(Beginning of Information shown)

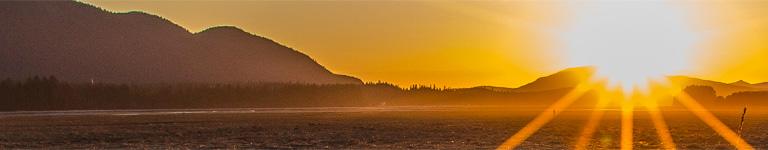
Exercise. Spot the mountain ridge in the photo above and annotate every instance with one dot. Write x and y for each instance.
(80, 42)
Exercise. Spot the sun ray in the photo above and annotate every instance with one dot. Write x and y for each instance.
(627, 108)
(708, 118)
(712, 121)
(594, 119)
(545, 116)
(662, 130)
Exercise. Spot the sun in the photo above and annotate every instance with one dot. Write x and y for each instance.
(629, 41)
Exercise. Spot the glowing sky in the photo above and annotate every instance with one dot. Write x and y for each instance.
(500, 43)
(630, 41)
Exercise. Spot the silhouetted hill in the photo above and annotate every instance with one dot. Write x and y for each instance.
(78, 42)
(722, 89)
(567, 78)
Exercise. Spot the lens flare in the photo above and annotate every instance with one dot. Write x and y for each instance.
(625, 44)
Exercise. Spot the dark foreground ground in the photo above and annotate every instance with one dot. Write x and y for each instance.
(423, 128)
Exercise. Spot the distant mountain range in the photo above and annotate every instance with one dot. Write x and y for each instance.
(78, 42)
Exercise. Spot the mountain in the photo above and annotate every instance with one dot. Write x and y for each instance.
(567, 78)
(722, 89)
(78, 42)
(573, 76)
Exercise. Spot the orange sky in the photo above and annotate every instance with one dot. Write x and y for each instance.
(455, 43)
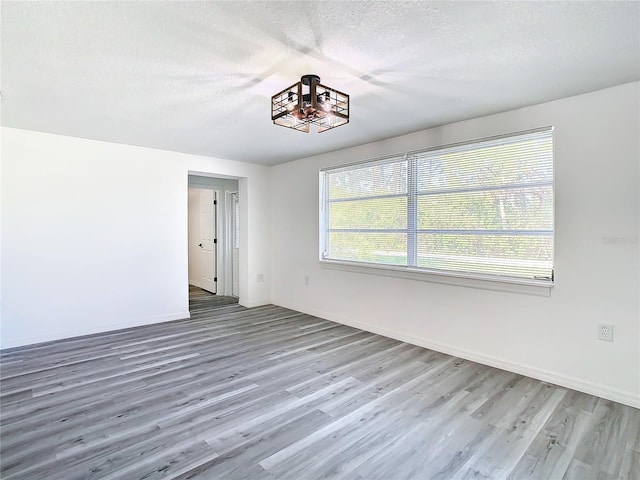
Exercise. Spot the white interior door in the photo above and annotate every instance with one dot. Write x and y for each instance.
(202, 238)
(235, 245)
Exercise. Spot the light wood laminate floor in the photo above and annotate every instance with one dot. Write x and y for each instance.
(270, 393)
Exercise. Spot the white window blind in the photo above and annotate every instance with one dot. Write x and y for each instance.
(482, 208)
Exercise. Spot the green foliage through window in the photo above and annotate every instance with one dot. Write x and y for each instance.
(476, 208)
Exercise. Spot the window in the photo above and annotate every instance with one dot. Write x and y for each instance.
(476, 209)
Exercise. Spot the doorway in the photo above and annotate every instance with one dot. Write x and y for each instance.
(213, 244)
(235, 244)
(203, 251)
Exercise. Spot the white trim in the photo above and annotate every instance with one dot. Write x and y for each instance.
(598, 390)
(259, 303)
(528, 287)
(96, 330)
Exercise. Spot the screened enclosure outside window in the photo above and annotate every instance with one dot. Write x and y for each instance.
(481, 209)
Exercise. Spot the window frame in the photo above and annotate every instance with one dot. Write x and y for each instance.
(411, 270)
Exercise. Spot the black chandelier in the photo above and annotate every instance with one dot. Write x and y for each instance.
(321, 105)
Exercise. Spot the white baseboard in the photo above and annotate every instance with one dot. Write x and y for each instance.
(258, 303)
(100, 328)
(529, 371)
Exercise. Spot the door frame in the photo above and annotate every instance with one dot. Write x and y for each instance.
(215, 275)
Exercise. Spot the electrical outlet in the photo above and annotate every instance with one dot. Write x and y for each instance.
(605, 332)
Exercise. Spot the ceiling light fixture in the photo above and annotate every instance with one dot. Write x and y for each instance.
(321, 105)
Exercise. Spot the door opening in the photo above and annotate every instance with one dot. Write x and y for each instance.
(203, 242)
(235, 245)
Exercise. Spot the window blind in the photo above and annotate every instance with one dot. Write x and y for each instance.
(481, 208)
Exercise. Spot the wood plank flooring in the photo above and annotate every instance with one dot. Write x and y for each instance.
(270, 393)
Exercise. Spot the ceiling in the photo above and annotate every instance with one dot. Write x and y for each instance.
(197, 77)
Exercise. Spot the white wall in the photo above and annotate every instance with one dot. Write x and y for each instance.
(94, 234)
(597, 255)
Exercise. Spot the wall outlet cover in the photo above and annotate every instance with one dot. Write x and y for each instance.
(605, 332)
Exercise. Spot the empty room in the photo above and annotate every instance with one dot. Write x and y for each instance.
(320, 240)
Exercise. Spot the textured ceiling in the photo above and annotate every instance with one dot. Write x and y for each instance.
(197, 77)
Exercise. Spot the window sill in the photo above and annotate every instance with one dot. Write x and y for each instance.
(510, 285)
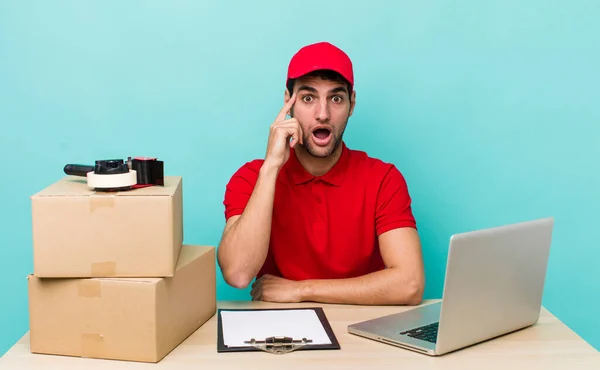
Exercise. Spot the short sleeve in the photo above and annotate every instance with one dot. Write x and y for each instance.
(394, 208)
(240, 188)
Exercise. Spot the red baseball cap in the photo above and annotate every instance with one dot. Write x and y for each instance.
(322, 55)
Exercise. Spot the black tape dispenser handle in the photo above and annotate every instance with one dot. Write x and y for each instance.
(78, 169)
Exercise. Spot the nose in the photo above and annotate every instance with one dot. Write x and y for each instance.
(322, 113)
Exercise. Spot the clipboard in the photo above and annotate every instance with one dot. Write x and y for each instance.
(279, 342)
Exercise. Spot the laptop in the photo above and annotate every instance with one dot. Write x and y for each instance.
(493, 286)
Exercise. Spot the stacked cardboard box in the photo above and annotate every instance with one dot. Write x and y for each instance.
(111, 277)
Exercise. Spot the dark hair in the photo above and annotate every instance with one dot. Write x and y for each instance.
(325, 74)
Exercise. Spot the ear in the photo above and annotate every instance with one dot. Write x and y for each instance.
(352, 102)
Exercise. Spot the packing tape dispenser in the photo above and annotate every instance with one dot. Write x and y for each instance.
(118, 175)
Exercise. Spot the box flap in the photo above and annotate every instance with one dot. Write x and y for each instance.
(125, 280)
(77, 186)
(189, 253)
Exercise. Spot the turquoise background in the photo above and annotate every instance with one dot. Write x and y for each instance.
(490, 109)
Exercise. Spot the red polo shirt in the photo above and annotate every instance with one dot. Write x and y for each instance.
(326, 227)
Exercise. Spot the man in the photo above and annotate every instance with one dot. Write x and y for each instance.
(314, 220)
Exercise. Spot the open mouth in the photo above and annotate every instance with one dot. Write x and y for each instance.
(322, 134)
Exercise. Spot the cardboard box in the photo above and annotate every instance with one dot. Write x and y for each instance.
(134, 319)
(78, 232)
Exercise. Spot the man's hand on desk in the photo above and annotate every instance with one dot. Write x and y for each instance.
(275, 289)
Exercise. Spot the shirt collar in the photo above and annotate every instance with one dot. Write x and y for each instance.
(335, 176)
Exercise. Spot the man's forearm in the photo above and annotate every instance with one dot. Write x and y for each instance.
(244, 246)
(385, 287)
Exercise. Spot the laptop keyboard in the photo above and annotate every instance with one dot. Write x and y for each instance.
(427, 333)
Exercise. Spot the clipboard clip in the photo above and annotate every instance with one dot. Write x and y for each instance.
(278, 345)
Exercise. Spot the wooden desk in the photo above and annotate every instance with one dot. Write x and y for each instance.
(548, 345)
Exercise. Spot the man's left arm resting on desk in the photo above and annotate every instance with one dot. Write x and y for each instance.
(401, 282)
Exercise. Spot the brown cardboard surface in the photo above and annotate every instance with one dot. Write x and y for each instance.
(78, 232)
(133, 319)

(End of Information shown)

### Aim of the task
Restate the preceding entries in full, word for word, with the pictures removed.

### Result of this exercise
Exercise. Spot the mountain ridge in the photo above and annotate every instance with one dot. Write x and y for each instance.
(80, 42)
Exercise. Spot the sun ray in the photo above and annotate every instance with one dot. Write x and y for each instance.
(627, 108)
(708, 118)
(712, 121)
(594, 119)
(545, 116)
(662, 130)
Exercise. Spot the sun in the photo above and annotate every instance with one dot. Write x and y for each instance.
(629, 41)
Exercise. Spot the glowing sky in the photo above and annotate every instance with one dot. Write x and y for each instance.
(500, 43)
(630, 41)
Exercise. Spot the silhouetted hill in the photo above and annotate every instance with one dot. Write x and y for each instance.
(78, 42)
(722, 89)
(567, 78)
Exercise. Spot the lens flare in the photo above and annotate every instance with one dot. Write x and y for each instance.
(625, 44)
Exercise. Spot the dark foreground ground in the photo above and annotate every instance with one dot. Write x and y for each instance.
(423, 128)
Exercise. Spot the distant mountain range in the photo above and annotate every instance with one dot. Write x and y for each instance.
(78, 42)
Exercise. Spot the mountain in the photo above and annotate every instance with one dot. Write x and y for each instance.
(567, 78)
(722, 89)
(78, 42)
(573, 76)
Exercise. Spot the orange sky in the photo above and annotate every instance with one dot. Write x and y for each instance.
(455, 43)
Exercise. Spot the white interior door in the photo above and annotate every instance with one dot. Write x and y for each instance.
(202, 238)
(235, 245)
Exercise. Spot the light wood laminate floor in the photo above and annotate every instance with one dot. Write x and y for each instance.
(270, 393)
Exercise. Spot the white window blind in the photo above and annotate every instance with one dot. Write x and y for each instance.
(482, 208)
Exercise. Spot the green foliage through window in the photo above and annotate every instance with one dot. Write x and y for each instance.
(476, 208)
Exercise. Spot the window in the photo above and annotate every instance with one dot. Write x and y for each instance.
(476, 209)
Exercise. Spot the doorway in the photo above and annotate every instance with one dot. Write x and y for each instance.
(213, 244)
(235, 244)
(203, 251)
Exercise. Spot the white trim in the photo above and annotate every instance with one dot. Write x and y for each instance.
(598, 390)
(259, 303)
(528, 287)
(96, 330)
Exercise. Spot the screened enclosure outside window in the photo above and annotate every instance with one dot. Write x and y for each instance.
(481, 209)
Exercise. Spot the window frame in the photo above and annotate every instance with one dot. Write x and y for each instance.
(411, 270)
Exercise. Spot the black chandelier in the photo above and annotate every instance with one dot. Write x and y for each instance.
(321, 105)
Exercise. Spot the white baseboard in the photo above and annotate every instance with one dot. Write x and y for each instance.
(258, 303)
(100, 328)
(529, 371)
Exercise. Spot the door frame in the photo above and annotate every instance with one dot. Write x and y for each instance.
(215, 275)
Exercise. Spot the electrical outlet in the photo above and annotate every instance with one dot. Write x and y for each instance.
(605, 332)
Exercise. Spot the ceiling light fixture in the photo above and annotate every instance with one dot. Write x and y for each instance.
(321, 105)
Exercise. Spot the door opening in the photo above and annotate every instance with one dot. Write x and y for each instance.
(203, 242)
(235, 245)
Exercise. Spot the window blind in the photo above and annotate every instance with one dot. Write x and y for each instance.
(481, 208)
Exercise. Spot the wood plank flooring in the photo above and annotate every instance with one dot. Write x and y for each instance.
(270, 393)
Exercise. Spot the ceiling in the photo above and annotate every instance with one dot. Write x and y for each instance.
(197, 77)
Exercise. Spot the white wall in the photo above and annotate every instance with one dot. Write x and y for each instance.
(94, 234)
(597, 255)
Exercise. Spot the wall outlet cover in the photo above and annotate every instance with one dot. Write x and y for each instance.
(605, 332)
Exercise. Spot the empty room in the photo above and annotate every instance with one dot. Write x and y for each instance.
(320, 240)
Exercise. Spot the textured ceiling in the photo above and annotate every instance with one dot. Write x and y for each instance.
(197, 77)
Exercise. Spot the window sill in the photo above and annotate every instance with one dot. Write x and y for each instance.
(510, 285)
Exercise. Spot the short sleeve in the photo above and annotate every instance with one dot. Write x and y for each instance.
(394, 208)
(240, 188)
Exercise. Spot the red baseball cap in the photo above and annotate every instance with one dot. Write x and y for each instance.
(322, 55)
Exercise. Spot the black tape dispenser handle in the photo above and annotate every instance with one dot. Write x and y for each instance.
(78, 169)
Exercise. Spot the nose in the photo above and annotate every instance with one dot. Write x and y for each instance.
(322, 113)
Exercise. Spot the clipboard in the photo above and annotate every instance with one dot. Write x and y for each instance.
(279, 342)
Exercise. Spot the laptop in the photo above and annotate every instance with one dot. Write x and y for each instance.
(493, 286)
Exercise. Spot the stacked cardboard box in the photo above and annotate every instance with one dot. Write x and y for each instance.
(111, 277)
Exercise. Spot the dark hair in the photo above and annotate every instance with one dot. Write x and y for each instance.
(325, 74)
Exercise. Spot the ear in the photo above and annotate every instance with one dot. Write x and y for each instance.
(352, 102)
Exercise. Spot the packing tape dispenser in the photo above and annotate every instance with one dot. Write x and y for each instance.
(118, 175)
Exercise. Spot the box flap in the photo above and annotate every instance with one dot. Write x and y for each instance.
(125, 280)
(77, 186)
(189, 253)
Exercise. Spot the turquoise background in the photo above and annotate every instance with one dot. Write x and y for each instance.
(490, 109)
Exercise. Spot the red polo shirt in the photo above and annotate every instance with one dot. Write x and y for each instance.
(326, 227)
Exercise. Spot the man in the photo above and annotate every instance with one dot. Write x and y for each instance.
(314, 220)
Exercise. Spot the open mouth in the photo above and annotate every instance with one dot. Write x and y for each instance.
(322, 134)
Exercise. Spot the cardboard box in the photo above and annotate every instance with one dot. Write x and y for each instance.
(134, 319)
(78, 232)
Exercise. Spot the man's hand on desk in the photo above and annotate every instance with one dot. Write x and y for each instance.
(275, 289)
Exercise. Spot the shirt collar in the photo above and annotate every instance with one dot. Write x and y for each instance.
(335, 176)
Exercise. Spot the man's forearm in the photo above and annotate every instance with one dot. Write x and y for each instance.
(244, 246)
(385, 287)
Exercise. Spot the laptop keyboard in the photo above and annotate every instance with one dot. Write x and y for each instance.
(427, 333)
Exercise. Spot the clipboard clip in the photo above and annotate every instance with one dot. Write x and y for each instance.
(278, 345)
Exercise. Spot the wooden desk in the photo above and annotate every instance with one dot. Write x and y for each instance.
(548, 345)
Exercise. Spot the man's left arm resting on desk in the photo above and annotate every instance with one dot. Write x and y for each instance.
(401, 282)
Exercise. Spot the brown cardboard surface in the photo above and annotate every instance with one dot. Write x and y for each instance.
(78, 232)
(133, 319)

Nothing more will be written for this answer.